=== Exercise text ===
----

- Genre: Documentary
- Created by: Eli Holzman; Aaron Saidman;
- Directed by: Jonatán López; Cassius Corrigan; Ariel Navarrete Spahn;
- Starring: Maluma; Anitta; Prince Royce; Mariah Angeliq;
- Country of origin: United States
- Original language: English
- No. of seasons: 1
- No. of episodes: 4

Production
- Executive producers: Eli Holzman; Aaron Saidman; Shira Brown; Dana Droppo; Leila Cobo Hanlon; Julian Holguin; Christina Medina; Rachelle Mendez; Mark Bracero;
- Producers: Martin Morales; Chloe Broomfield; Aline Andrade;
- Cinematography: Freddie Whitman; Emmanuella Zachariou;
- Editors: Sean Gill; Carlos Gamarra; Gonzalo Torres; Derek Chin;
- Running time: 12–14 minutes
- Production companies: Billboard; The Intellectual Property Corporation;

Original release
- Network: Facebook Watch
- Release: October 8 – October 18, 2021

= 12 Hours With =

12 Hours With is an American documentary web series that was released from October 8 to 18, 2021 on Facebook Watch for National Hispanic Heritage Month. The four-episode miniseries follows Latin American singers and pop icons Maluma, Anitta, Prince Royce, and Mariah Angeliq as they return to their touring schedules in the wake of the COVID-19 pandemic.

==Premise==
Four Latin American music artists (Maluma, born in Colombia; Anitta, born in Brazil; Mariah Angelique, born in Miami to Cuban and Puerto Rican parents; and Prince Royce, born in New York City to Dominican parents) reflect upon how their heritage and roots helped build a foundation for their music careers.

==Episodes==

| No. | Title | Original release date |
| 1 | "Maluma Returns with His Most Ambitious Tour Yet" | October 8, 2021 |
Maluma shares an unfiltered, behind-the-scenes look at the opening night of his "Papi Juancho" tour, showing why Colombia and family will always have a special place in his heart.
| 2 | "Inside Anitta's Mission to Bring Brazil to the World" | October 13, 2021 |
Behind-the-scenes of Anitta's performance at Billboard Latin Music Week, she details her leap of faith to leave studying business to becoming an international star.
| 3 | "Prince Royce Brings the Energy to Latin Music's Biggest Night" | October 14, 2021 |
Five-time 2021 finalist Prince Royce shares his journey to the Billboard Latin Music Awards, where he performed "Lao a Lao" for the first time.
| 4 | "Mariah Angeliq Is Just Getting Started" | October 15, 2021 |
Mariah Angeliq takes fans into the studio as she works on her debut studio album, where she performs a special acoustic rendition of "Diablita" for her mom ahead of its release.

----

=== Information provided ===

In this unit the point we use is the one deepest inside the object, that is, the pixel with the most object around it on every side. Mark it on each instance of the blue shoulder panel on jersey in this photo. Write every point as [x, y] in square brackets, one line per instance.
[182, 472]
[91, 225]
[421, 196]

----

=== Questions ===
A: In the 12 Hours With text, which song did Prince Royce perform for the first time at the Billboard Latin Music Awards?
B: Retype the 12 Hours With text from "12 Hours With is" to "their music careers.".

=== Responses to the exercise ===
A: "Lao a Lao"

B:
12 Hours With is an American documentary web series that was released from October 8 to 18, 2021 on Facebook Watch for National Hispanic Heritage Month. The four-episode miniseries follows Latin American singers and pop icons Maluma, Anitta, Prince Royce, and Mariah Angeliq as they return to their touring schedules in the wake of the COVID-19 pandemic.

==Premise==
Four Latin American music artists (Maluma, born in Colombia; Anitta, born in Brazil; Mariah Angelique, born in Miami to Cuban and Puerto Rican parents; and Prince Royce, born in New York City to Dominican parents) reflect upon how their heritage and roots helped build a foundation for their music careers.